## WHAT YOU WILL DO
Reproduce the lines of the records verbatim, starting at the very first line and ending with the line that contains "target: dog's fluffy tail".

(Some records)
- - - - - - -

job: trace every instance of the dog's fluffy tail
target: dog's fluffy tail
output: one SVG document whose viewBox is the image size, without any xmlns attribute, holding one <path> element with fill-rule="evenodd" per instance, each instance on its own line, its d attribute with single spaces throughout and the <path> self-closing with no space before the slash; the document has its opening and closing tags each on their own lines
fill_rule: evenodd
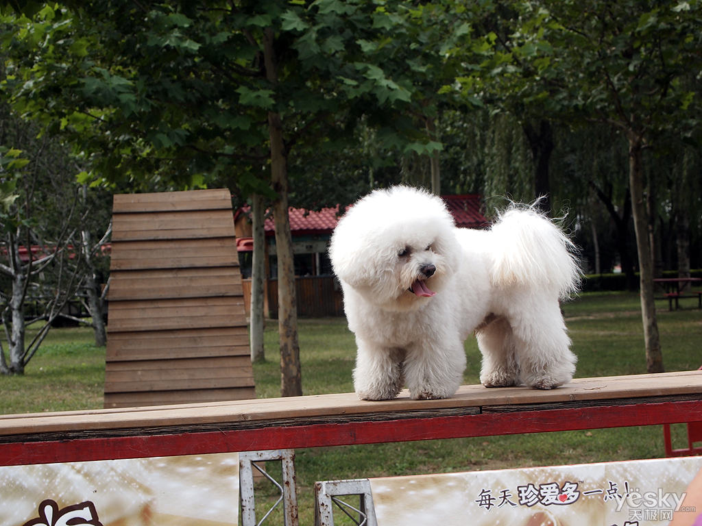
<svg viewBox="0 0 702 526">
<path fill-rule="evenodd" d="M 583 274 L 575 245 L 534 206 L 511 207 L 492 231 L 494 285 L 536 285 L 561 298 L 577 292 Z"/>
</svg>

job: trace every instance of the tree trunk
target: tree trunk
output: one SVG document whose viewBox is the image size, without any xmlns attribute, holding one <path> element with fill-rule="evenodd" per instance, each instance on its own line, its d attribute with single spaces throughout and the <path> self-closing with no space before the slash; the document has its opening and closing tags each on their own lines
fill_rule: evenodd
<svg viewBox="0 0 702 526">
<path fill-rule="evenodd" d="M 273 29 L 264 31 L 264 60 L 266 79 L 277 83 L 277 59 Z M 298 342 L 297 301 L 295 297 L 295 266 L 293 240 L 288 215 L 287 152 L 283 141 L 280 114 L 268 112 L 270 141 L 271 181 L 278 198 L 273 203 L 275 245 L 278 259 L 278 328 L 280 338 L 281 395 L 300 396 L 303 393 L 300 370 L 300 346 Z"/>
<path fill-rule="evenodd" d="M 427 116 L 424 119 L 429 138 L 436 141 L 436 126 L 434 117 Z M 432 193 L 437 196 L 441 195 L 441 164 L 439 159 L 439 151 L 434 150 L 429 156 L 430 167 L 432 176 Z"/>
<path fill-rule="evenodd" d="M 98 284 L 95 283 L 95 272 L 88 269 L 86 274 L 86 293 L 88 295 L 88 309 L 93 320 L 93 334 L 95 337 L 95 346 L 104 347 L 107 344 L 107 333 L 102 319 L 102 302 L 98 294 Z"/>
<path fill-rule="evenodd" d="M 600 241 L 597 240 L 597 229 L 595 226 L 595 222 L 590 221 L 590 226 L 592 230 L 592 245 L 595 247 L 595 274 L 601 274 L 602 269 L 600 266 Z"/>
<path fill-rule="evenodd" d="M 548 161 L 553 151 L 553 130 L 546 119 L 538 121 L 536 130 L 530 123 L 524 123 L 522 129 L 526 135 L 534 159 L 534 189 L 539 201 L 539 208 L 546 214 L 551 213 L 551 187 L 549 182 Z"/>
<path fill-rule="evenodd" d="M 643 175 L 641 168 L 642 139 L 633 133 L 629 136 L 629 184 L 631 190 L 632 213 L 636 233 L 641 285 L 641 316 L 644 325 L 646 346 L 646 370 L 663 372 L 663 355 L 658 337 L 656 305 L 654 302 L 654 269 L 649 243 L 649 223 L 646 217 Z"/>
<path fill-rule="evenodd" d="M 19 255 L 18 255 L 19 259 Z M 10 374 L 25 374 L 25 278 L 22 269 L 18 268 L 12 278 L 12 297 L 10 299 L 10 317 L 12 328 L 8 348 L 10 353 Z"/>
<path fill-rule="evenodd" d="M 265 232 L 263 217 L 265 209 L 263 196 L 258 194 L 251 196 L 251 226 L 253 234 L 253 254 L 251 262 L 251 303 L 249 325 L 251 362 L 265 362 L 263 346 L 263 279 L 265 274 Z"/>
<path fill-rule="evenodd" d="M 607 209 L 612 221 L 614 222 L 614 227 L 616 229 L 616 247 L 617 252 L 619 252 L 621 271 L 626 276 L 627 290 L 634 292 L 638 290 L 638 283 L 636 282 L 636 273 L 634 271 L 634 264 L 629 253 L 629 218 L 631 217 L 631 192 L 628 191 L 624 196 L 623 210 L 620 216 L 614 203 L 612 203 L 611 189 L 610 188 L 608 195 L 598 188 L 594 182 L 590 182 L 590 184 L 597 193 L 597 197 L 604 205 L 604 208 Z"/>
<path fill-rule="evenodd" d="M 687 210 L 681 210 L 677 216 L 677 277 L 690 277 L 690 221 Z M 683 290 L 690 290 L 686 283 Z"/>
<path fill-rule="evenodd" d="M 96 347 L 104 347 L 107 344 L 107 334 L 105 330 L 105 321 L 102 319 L 102 302 L 98 294 L 98 284 L 95 282 L 95 265 L 91 255 L 90 232 L 83 230 L 81 232 L 81 241 L 83 245 L 83 257 L 88 267 L 86 272 L 85 290 L 88 295 L 88 310 L 90 311 L 93 319 L 93 333 L 95 337 Z"/>
</svg>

- - - - - - -

## EXERCISE ANSWER
job: trace every instance of the dog's fluffy tail
target: dog's fluffy tail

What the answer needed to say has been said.